» SOURCE MATERIAL
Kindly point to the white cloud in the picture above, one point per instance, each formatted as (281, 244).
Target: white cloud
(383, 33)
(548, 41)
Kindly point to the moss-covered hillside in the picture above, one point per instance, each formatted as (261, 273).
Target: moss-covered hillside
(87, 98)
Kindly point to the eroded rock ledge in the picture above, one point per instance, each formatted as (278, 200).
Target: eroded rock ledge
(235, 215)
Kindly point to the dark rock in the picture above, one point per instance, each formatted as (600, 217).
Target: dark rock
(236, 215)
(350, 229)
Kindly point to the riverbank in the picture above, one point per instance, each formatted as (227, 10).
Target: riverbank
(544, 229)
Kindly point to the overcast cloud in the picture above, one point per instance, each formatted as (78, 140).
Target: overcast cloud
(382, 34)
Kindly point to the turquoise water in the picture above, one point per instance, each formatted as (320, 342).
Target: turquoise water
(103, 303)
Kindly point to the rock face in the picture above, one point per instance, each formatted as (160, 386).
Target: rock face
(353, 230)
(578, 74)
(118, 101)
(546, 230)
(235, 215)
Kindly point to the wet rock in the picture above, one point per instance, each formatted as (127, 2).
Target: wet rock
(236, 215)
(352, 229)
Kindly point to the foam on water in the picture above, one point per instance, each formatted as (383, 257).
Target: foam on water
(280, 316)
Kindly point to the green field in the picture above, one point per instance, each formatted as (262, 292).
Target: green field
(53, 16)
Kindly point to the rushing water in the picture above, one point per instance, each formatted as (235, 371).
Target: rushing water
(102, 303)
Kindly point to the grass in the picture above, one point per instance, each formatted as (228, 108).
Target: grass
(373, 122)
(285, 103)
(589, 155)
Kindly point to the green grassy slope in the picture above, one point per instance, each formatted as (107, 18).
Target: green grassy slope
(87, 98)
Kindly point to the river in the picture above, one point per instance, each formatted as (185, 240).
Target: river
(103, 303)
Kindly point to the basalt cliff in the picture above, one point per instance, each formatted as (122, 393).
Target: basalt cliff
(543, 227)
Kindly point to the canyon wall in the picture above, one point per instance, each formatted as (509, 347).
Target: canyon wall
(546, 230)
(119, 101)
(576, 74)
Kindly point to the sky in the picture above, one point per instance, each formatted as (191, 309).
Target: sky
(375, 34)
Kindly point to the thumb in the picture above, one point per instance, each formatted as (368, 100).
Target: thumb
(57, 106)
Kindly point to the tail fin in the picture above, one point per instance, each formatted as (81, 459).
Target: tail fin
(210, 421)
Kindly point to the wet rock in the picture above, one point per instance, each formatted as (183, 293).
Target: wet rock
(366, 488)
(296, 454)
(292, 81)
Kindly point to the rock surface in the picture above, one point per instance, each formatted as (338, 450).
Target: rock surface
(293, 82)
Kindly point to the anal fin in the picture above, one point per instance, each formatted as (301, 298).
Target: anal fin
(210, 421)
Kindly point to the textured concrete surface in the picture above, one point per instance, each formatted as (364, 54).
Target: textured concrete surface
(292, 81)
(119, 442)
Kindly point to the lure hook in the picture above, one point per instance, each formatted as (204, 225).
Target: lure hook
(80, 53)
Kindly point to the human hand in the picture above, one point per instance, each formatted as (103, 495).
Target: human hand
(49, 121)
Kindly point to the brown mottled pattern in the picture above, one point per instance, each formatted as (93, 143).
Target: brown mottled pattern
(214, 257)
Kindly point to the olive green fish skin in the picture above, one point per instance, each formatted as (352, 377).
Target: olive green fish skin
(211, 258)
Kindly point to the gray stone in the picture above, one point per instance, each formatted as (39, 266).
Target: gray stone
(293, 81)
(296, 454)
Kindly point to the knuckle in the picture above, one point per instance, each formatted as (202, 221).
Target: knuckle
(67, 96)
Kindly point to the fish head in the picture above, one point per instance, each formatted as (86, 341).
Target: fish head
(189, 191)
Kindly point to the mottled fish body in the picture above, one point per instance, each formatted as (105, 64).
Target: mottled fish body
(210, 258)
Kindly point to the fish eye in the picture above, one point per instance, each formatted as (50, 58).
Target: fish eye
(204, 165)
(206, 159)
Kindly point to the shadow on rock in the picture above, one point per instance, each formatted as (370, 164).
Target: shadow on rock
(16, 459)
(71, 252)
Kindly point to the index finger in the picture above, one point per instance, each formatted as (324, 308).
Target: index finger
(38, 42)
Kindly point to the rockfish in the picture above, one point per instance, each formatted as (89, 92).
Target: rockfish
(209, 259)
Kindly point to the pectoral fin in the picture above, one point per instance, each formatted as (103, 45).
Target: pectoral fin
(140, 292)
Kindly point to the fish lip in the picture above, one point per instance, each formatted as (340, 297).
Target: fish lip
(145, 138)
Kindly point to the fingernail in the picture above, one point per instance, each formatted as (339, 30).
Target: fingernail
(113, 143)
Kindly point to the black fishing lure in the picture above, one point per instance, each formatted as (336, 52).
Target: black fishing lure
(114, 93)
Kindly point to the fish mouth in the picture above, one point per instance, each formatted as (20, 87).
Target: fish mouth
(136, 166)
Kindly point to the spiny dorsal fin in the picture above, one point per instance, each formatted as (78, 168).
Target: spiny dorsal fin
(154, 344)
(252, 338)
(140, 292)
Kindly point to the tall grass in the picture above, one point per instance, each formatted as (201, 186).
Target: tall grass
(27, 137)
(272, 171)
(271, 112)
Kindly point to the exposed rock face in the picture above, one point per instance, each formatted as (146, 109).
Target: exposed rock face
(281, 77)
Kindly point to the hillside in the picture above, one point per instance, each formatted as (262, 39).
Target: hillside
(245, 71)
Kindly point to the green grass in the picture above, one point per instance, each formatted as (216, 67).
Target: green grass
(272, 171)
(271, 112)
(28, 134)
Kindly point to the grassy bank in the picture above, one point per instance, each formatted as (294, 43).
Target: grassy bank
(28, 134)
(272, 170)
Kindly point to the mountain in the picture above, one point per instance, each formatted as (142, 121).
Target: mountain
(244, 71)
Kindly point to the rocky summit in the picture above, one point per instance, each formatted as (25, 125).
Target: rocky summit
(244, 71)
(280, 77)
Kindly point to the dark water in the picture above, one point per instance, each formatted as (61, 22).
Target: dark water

» EXERCISE DIRECTIONS
Set down exactly the lines of the listing above, from the line holding "Target: rocky summit" through its last line, with nothing added.

» SOLUTION
Target: rocky summit
(244, 71)
(280, 77)
Kindly point to the dark water in the picture above, one point per instance, each formatted as (61, 22).
Target: dark water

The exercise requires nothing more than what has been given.